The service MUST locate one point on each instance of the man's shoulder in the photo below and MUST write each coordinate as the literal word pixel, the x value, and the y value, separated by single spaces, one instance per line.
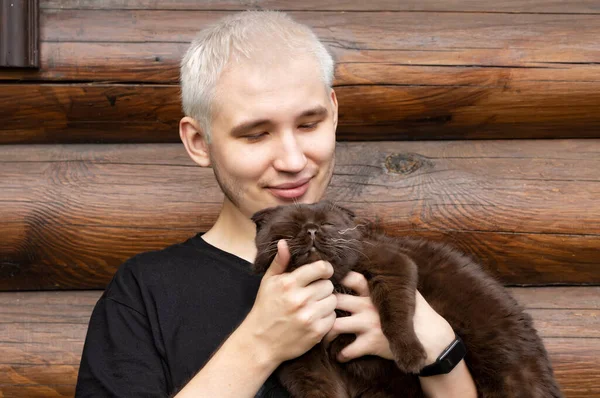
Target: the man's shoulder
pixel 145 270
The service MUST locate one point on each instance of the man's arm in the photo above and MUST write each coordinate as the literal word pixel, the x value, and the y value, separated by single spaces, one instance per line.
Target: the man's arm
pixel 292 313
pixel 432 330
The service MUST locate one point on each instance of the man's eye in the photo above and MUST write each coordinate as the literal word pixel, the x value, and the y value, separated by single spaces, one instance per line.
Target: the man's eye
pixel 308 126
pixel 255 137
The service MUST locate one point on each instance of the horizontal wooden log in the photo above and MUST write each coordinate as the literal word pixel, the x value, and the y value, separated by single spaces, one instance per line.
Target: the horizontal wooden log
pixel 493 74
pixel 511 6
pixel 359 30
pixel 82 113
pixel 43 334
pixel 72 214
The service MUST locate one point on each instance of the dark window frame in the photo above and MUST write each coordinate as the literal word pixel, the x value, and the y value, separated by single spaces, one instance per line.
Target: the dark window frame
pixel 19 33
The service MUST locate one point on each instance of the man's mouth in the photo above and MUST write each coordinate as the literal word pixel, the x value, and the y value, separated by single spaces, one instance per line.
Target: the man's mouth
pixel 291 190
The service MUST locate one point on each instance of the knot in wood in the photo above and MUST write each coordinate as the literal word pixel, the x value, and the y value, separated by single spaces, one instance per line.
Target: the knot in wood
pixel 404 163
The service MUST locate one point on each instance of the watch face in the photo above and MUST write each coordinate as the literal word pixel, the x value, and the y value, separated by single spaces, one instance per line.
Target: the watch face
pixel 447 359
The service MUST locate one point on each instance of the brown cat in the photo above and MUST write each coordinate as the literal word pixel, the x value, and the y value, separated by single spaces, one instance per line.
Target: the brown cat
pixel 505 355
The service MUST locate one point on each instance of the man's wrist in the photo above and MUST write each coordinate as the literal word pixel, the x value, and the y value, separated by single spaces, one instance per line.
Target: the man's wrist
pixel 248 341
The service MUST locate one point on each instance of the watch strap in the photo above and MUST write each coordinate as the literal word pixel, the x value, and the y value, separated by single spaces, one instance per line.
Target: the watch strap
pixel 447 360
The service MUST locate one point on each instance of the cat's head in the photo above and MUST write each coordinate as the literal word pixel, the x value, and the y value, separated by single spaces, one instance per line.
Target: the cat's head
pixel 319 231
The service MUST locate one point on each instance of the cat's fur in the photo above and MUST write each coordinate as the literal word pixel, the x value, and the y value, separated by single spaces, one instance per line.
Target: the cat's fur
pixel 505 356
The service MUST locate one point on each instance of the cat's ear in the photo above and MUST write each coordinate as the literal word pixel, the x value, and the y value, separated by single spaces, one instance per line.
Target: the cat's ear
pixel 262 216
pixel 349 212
·····
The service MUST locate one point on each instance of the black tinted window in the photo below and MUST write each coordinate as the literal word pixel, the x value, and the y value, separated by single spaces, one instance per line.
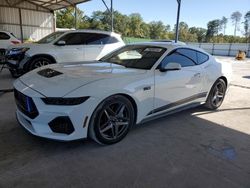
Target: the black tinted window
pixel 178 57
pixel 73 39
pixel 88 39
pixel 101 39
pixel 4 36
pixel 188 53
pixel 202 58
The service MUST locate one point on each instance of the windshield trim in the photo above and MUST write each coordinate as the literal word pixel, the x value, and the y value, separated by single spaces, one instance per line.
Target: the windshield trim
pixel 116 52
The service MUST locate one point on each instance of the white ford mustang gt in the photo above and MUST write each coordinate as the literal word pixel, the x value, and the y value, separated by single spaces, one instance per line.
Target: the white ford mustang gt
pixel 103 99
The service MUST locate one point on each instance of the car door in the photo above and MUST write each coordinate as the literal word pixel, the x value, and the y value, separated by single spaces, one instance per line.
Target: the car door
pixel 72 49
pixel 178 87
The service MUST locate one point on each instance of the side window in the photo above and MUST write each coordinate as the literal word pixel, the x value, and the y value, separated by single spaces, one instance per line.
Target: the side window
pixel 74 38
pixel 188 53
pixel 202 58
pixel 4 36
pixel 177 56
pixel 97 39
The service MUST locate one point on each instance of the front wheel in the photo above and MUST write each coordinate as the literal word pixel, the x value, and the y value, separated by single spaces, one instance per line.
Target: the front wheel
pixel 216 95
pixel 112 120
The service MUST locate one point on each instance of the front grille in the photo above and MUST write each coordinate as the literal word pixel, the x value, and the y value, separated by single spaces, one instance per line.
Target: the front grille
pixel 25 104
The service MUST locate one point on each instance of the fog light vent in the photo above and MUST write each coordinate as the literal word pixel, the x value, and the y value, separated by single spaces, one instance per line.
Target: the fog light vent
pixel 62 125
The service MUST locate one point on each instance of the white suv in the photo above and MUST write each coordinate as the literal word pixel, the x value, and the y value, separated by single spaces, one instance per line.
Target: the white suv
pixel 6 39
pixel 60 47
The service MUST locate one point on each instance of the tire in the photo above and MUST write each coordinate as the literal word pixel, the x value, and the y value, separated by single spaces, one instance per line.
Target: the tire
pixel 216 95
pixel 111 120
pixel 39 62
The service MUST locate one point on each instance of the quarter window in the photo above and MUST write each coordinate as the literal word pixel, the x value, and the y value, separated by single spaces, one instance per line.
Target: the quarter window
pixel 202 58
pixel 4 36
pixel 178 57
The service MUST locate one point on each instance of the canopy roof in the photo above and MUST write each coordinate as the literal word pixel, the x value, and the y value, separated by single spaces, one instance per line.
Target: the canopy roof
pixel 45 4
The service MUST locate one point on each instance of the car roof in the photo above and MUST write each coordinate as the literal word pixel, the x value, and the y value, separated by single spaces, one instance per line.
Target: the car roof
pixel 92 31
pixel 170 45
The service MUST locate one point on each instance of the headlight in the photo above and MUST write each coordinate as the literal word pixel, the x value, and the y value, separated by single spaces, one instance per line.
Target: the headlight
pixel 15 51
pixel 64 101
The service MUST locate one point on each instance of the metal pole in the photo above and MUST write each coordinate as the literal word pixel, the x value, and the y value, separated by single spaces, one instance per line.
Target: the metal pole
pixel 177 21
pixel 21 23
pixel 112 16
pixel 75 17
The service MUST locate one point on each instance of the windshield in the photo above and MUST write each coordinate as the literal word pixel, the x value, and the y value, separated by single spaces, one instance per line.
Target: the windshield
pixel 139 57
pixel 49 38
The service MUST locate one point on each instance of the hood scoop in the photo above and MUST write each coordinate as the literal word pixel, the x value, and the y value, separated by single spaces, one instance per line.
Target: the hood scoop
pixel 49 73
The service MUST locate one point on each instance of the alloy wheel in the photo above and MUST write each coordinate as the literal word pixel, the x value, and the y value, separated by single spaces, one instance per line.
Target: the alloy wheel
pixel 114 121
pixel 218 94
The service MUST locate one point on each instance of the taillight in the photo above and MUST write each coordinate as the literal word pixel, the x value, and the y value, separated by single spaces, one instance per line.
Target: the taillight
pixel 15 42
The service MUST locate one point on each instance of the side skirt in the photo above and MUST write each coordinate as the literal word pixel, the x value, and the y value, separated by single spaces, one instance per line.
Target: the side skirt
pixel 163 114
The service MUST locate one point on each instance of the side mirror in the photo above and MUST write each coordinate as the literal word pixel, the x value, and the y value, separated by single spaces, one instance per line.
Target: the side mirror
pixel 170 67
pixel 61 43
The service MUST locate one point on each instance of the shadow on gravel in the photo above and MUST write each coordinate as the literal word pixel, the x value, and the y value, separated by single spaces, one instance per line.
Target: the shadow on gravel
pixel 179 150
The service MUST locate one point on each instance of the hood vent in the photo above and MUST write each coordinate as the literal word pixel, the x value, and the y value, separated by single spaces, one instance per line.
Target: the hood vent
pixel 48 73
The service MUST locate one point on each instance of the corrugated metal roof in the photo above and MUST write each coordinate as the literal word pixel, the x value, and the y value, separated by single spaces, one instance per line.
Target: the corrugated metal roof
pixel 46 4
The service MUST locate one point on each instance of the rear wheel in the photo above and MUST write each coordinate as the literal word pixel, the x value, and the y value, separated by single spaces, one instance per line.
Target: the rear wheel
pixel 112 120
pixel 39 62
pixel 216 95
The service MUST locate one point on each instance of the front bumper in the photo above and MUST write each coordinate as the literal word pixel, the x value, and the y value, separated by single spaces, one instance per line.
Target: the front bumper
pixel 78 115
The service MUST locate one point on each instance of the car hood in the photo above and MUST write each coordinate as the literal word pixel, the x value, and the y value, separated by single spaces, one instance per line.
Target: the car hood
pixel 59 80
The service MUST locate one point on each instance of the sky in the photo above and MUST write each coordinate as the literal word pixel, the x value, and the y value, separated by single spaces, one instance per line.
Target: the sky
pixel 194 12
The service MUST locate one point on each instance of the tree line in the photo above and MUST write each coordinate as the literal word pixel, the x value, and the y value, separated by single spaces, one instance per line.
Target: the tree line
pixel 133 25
·····
* [TRY IT] Please tally the lines in the data above containing the string "below", and give the number alone.

* [ANSWER TO THE EXERCISE] 2